CHALLENGE:
Reproduce everything from the line containing "of the brown" down to the end of the entries, switching "sandal" to "boot" and leaving all else unchanged.

Entries drawn from a collection:
————————

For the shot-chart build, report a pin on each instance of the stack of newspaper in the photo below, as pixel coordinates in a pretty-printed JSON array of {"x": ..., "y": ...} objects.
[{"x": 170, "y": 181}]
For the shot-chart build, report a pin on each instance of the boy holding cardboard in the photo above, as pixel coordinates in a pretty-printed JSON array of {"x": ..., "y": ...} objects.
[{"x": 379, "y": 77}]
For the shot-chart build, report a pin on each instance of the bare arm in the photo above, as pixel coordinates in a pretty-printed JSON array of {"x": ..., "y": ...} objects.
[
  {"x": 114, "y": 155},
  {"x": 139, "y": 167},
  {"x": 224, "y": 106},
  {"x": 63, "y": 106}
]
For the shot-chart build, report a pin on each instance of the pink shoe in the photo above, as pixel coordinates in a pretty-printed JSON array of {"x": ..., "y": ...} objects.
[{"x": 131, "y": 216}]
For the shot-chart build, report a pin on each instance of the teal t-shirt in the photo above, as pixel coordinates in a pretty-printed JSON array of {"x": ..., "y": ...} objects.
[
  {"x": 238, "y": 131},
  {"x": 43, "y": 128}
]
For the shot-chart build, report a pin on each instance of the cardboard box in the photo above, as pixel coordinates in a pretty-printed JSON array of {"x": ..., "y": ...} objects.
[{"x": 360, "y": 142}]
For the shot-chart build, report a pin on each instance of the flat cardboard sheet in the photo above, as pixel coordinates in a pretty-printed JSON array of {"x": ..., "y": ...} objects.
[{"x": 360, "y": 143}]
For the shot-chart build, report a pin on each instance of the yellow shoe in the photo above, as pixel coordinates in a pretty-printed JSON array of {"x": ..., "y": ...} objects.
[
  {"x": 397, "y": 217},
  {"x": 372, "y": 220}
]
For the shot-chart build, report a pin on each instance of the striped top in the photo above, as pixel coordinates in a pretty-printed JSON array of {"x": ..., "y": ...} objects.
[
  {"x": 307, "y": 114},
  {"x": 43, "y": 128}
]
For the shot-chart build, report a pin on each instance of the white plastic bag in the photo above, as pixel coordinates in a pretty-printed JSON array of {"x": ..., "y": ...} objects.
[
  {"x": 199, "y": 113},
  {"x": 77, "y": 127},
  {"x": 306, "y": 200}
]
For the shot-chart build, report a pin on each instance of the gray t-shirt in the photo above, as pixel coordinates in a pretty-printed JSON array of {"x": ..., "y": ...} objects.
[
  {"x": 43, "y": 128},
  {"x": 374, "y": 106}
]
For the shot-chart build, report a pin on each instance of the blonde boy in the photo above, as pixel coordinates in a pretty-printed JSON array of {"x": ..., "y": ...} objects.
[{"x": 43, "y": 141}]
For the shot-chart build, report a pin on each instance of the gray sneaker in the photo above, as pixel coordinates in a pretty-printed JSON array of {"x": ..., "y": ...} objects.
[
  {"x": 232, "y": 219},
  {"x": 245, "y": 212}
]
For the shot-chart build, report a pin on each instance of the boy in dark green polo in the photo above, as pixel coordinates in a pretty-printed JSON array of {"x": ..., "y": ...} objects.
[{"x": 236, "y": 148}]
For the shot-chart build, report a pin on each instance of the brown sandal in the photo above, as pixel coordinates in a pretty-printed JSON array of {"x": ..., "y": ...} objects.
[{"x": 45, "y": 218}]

————————

THE SOLUTION:
For the shot-chart build, report a pin on each instance of the brown boot in the photo above, as pixel coordinates in a pretty-printed JSON array of {"x": ..., "y": ...} objects.
[{"x": 45, "y": 218}]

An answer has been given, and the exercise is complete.